### Study material ###

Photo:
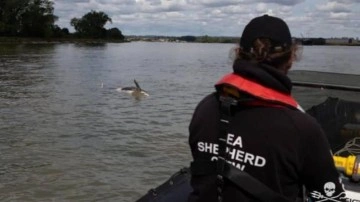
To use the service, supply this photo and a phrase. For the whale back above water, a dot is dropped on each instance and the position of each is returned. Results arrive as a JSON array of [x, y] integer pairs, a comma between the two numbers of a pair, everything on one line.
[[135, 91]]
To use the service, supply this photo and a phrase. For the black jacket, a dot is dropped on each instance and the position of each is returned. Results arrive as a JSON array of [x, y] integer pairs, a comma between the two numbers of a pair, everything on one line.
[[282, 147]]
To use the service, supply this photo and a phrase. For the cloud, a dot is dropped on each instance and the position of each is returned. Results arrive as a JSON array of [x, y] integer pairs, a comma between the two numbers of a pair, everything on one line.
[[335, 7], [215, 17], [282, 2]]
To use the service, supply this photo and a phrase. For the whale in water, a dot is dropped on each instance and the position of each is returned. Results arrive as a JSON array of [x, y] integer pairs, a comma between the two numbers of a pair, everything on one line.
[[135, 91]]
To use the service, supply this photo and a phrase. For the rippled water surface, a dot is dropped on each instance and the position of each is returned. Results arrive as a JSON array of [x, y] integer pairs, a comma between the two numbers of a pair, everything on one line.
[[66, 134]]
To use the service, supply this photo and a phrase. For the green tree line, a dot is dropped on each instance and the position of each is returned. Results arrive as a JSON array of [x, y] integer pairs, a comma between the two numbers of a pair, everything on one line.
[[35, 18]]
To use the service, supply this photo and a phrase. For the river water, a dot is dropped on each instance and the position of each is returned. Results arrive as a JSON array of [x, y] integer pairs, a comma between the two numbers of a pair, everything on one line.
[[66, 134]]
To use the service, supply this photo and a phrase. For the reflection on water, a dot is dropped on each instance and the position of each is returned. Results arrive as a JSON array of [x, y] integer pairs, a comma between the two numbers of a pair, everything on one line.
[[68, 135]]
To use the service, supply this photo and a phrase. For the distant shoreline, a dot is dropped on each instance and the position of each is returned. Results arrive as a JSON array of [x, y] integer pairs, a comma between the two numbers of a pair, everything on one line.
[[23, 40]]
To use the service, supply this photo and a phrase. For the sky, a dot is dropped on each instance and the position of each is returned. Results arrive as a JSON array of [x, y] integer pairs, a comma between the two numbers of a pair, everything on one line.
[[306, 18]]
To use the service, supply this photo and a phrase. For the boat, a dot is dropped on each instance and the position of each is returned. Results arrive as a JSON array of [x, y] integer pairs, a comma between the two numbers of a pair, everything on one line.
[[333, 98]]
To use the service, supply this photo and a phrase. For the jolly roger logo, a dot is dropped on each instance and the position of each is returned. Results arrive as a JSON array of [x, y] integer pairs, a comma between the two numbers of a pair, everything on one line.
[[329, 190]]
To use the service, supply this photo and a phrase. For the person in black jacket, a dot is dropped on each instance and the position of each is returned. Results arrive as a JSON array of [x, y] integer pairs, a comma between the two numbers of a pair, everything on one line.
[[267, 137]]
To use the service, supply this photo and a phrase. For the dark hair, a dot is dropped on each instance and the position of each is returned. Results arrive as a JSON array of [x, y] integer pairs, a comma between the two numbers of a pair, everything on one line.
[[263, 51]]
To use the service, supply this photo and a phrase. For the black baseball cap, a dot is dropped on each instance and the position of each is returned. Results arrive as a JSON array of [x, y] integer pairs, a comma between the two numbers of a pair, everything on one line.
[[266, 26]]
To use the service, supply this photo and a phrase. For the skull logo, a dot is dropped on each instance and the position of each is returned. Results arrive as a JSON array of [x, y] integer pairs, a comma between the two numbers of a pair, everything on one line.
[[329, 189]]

###
### Study material ###

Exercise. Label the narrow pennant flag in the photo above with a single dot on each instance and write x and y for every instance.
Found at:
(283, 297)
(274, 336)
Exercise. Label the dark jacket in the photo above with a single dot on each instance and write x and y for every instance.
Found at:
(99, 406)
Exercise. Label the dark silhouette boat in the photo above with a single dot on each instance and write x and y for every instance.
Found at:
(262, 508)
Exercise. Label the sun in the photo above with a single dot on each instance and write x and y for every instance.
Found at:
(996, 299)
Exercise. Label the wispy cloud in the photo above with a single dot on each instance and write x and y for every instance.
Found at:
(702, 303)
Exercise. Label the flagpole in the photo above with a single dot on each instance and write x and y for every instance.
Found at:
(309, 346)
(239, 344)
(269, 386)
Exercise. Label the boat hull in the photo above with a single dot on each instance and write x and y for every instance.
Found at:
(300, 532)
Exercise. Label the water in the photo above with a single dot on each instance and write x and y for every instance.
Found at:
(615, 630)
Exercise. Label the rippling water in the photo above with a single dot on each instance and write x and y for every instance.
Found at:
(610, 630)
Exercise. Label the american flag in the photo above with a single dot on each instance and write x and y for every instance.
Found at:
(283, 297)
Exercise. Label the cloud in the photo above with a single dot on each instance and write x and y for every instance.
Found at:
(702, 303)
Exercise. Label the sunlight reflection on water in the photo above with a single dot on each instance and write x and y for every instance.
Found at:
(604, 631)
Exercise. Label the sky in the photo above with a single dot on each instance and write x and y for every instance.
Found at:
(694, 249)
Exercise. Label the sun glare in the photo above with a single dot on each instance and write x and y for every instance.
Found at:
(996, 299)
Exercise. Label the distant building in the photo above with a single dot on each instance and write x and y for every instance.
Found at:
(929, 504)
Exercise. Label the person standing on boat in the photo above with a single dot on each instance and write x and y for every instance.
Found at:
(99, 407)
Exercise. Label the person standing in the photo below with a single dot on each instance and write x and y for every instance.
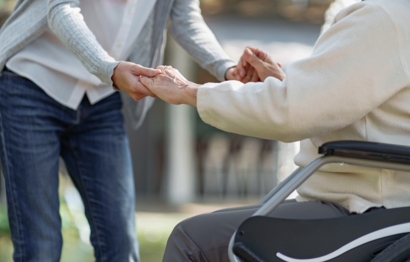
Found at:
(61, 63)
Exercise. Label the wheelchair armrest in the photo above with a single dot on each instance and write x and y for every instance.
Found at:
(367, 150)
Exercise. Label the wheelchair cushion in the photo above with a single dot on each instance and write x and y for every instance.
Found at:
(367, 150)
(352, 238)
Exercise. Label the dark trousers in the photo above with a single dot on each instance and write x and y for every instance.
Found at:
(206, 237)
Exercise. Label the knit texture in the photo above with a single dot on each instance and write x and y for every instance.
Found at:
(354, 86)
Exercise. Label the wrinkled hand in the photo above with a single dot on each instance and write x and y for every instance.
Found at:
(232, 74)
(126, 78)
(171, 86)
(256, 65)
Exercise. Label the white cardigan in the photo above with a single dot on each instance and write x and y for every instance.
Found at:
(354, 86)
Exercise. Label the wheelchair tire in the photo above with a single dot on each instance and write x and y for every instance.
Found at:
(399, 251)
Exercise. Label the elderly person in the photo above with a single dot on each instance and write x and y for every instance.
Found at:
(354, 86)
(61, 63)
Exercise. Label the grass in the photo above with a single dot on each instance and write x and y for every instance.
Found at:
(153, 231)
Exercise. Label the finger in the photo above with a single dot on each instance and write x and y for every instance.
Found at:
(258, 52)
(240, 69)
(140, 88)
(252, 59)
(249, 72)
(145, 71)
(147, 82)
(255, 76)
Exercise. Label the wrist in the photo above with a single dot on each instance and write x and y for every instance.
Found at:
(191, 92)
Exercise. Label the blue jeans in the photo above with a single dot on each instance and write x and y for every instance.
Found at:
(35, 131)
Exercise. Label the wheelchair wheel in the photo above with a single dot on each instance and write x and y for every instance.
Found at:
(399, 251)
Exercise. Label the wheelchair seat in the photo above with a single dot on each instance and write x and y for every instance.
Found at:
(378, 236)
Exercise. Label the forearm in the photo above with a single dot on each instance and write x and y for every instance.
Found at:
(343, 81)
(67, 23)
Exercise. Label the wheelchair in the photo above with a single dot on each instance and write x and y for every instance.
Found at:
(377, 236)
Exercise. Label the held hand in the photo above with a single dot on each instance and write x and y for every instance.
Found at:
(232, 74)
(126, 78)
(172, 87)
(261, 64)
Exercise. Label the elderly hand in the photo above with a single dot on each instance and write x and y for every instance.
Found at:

###
### Study material ###

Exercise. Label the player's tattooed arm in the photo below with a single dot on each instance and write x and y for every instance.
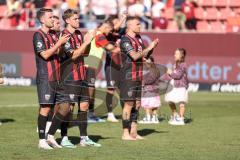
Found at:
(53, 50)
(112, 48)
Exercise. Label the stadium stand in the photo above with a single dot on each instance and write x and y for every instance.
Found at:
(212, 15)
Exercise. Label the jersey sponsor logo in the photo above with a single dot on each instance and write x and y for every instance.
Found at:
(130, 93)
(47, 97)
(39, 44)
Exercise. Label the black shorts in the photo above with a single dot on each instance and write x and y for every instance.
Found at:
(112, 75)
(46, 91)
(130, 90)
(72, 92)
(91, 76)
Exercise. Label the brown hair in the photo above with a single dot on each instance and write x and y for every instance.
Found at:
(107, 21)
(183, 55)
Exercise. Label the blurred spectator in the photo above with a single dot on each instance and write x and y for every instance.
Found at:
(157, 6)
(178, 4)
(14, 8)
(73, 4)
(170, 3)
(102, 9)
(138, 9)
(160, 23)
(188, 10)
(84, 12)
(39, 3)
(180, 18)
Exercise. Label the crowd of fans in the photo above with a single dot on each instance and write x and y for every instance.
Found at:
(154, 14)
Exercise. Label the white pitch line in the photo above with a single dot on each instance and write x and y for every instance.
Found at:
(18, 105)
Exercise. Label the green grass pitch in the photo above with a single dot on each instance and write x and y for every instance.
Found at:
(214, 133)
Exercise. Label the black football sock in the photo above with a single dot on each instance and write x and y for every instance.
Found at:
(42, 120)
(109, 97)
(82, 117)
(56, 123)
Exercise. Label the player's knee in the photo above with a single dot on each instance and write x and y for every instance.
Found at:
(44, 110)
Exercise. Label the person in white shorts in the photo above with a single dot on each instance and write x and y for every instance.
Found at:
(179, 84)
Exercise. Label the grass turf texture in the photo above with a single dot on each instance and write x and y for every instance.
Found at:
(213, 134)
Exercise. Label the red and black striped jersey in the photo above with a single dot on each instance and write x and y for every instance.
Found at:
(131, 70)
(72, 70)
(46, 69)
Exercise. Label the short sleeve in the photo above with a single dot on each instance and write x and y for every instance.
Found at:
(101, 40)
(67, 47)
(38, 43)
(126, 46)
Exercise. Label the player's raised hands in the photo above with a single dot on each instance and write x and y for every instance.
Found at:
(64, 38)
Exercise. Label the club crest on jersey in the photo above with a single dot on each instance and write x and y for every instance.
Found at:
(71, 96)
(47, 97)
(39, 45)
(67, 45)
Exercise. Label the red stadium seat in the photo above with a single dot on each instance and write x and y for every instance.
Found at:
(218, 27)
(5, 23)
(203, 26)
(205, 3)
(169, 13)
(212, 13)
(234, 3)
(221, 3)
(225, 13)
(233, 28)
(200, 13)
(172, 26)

###

**Directions for this task**
Each line that contains the word "texture" adds to the total; give the total for the material and nothing else.

**Answer**
2